• Page:
-------
Annypoint connector SparkSql enables Apache Spark SQL to be used in Mule by providing integration inside Mule flows. The main functionality the Spark SQL Connector is to allow the execution of Spark job to extract structured data using Spark SQL capabilities. Version 1.0.0 allows a user to submit a job (defined as a SQL Query) into a Spark standalone Cluster and retrieve the results as a collection of entities. A use case can be defining a context with sources like a JSON file at hadoop, a cassandra DB and a PostgreSQL DB and execute a SQL Query (a SparkSQL Job) that joins and filters those data sources and produces, as result, a list of objects with requested data.

Additional Info

Requires Mule Enterprise License

Yes  

Requires Entitlement

Yes  

Mule Version

3.6.0 or higher

Configs


Configuration

<spark-sql:config>

Connection Management

Spark SQL Configuration contains the required information to connect to a Apache Spark Cluster. The global configuration will hold what is usually called the Apache Spark 'Driver' or 'Spark Context', the process that sends tasks to executors and listen to them during their lifetime.
See (see Apache Spark configuration) and (see Apache Spark security)

XML Sample


    <spark-sql:config name="SparkSql__Configuration" appName="sparksql-demo" master="spark://192.168.1.1:7077" 
    	 cassandraIp="192.168.1.2" cassandraPort="9042"
-------
• Data extract:

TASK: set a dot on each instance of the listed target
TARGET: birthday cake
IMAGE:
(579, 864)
-------
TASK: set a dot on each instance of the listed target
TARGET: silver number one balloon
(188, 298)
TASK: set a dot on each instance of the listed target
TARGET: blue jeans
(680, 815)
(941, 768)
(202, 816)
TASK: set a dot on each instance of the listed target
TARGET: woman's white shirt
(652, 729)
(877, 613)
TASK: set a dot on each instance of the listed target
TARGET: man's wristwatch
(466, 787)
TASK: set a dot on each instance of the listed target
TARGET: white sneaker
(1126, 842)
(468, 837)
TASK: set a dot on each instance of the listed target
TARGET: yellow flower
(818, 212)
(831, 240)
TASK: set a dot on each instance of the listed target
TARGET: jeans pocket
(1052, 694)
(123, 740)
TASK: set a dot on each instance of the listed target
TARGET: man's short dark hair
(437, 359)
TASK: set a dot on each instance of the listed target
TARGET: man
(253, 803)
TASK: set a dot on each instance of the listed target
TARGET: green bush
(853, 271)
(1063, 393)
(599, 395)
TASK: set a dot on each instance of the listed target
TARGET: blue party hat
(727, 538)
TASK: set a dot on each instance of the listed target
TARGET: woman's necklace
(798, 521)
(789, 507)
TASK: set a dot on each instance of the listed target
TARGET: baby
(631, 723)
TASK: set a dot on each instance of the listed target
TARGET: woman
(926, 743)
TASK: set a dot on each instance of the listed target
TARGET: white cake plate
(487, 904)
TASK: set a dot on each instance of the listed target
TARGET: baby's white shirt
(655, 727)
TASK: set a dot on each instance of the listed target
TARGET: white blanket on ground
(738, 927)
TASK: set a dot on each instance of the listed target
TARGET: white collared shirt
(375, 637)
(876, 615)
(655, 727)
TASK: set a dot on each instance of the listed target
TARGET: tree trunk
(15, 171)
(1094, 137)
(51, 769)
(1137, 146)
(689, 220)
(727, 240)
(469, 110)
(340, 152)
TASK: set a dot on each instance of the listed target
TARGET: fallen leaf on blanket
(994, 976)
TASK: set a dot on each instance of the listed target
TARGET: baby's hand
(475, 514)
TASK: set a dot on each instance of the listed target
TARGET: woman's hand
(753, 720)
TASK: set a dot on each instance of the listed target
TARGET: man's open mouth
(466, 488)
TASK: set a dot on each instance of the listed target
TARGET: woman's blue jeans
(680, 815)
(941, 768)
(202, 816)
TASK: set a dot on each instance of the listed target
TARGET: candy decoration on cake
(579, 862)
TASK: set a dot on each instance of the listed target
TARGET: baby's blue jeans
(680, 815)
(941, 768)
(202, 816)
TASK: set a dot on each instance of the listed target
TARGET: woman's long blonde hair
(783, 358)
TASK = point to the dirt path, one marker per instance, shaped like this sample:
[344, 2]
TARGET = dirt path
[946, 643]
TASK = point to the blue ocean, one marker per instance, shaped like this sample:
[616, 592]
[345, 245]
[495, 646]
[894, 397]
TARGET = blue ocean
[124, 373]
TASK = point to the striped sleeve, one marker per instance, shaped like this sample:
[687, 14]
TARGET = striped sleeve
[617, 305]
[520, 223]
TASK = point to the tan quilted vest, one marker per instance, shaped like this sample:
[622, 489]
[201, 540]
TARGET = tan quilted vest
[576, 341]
-------
• To do:
- A) Using the Spark SQL connector page, decide whether each statement agrees with it. Answer yes or no, and quote the deciding words of the page.
(i) Version 1.0.0 lets a user submit a job into a Spark standalone cluster.
(ii) The connector runs on Mule 3.5.
(iii) The connector can be used without an entitlement.
- B) Answer from the Spark SQL connector page:
(i) In version 1.0.0, what is a job defined as?
(ii) What Mule version does the connector need?
(iii) What Cassandra port does the XML sample give?
- C) From the Spark SQL connector page, set down the stretch from "<spark-sql:config>" through "Apache Spark security)" without changing a word.
The rows aren't needed for anything here.

• Answers provided:
- A)
(i) Yes: "Version 1.0.0 allows a user to submit a job (defined as a SQL Query) into a Spark standalone Cluster"
(ii) No: "3.6.0 or higher"
(iii) No: "Requires Entitlement" is answered "Yes"

- B)
(i) A SQL Query
(ii) 3.6.0 or higher
(iii) 9042

- C)
<spark-sql:config>

Connection Management

Spark SQL Configuration contains the required information to connect to a Apache Spark Cluster. The global configuration will hold what is usually called the Apache Spark 'Driver' or 'Spark Context', the process that sends tasks to executors and listen to them during their lifetime.
See (see Apache Spark configuration) and (see Apache Spark security)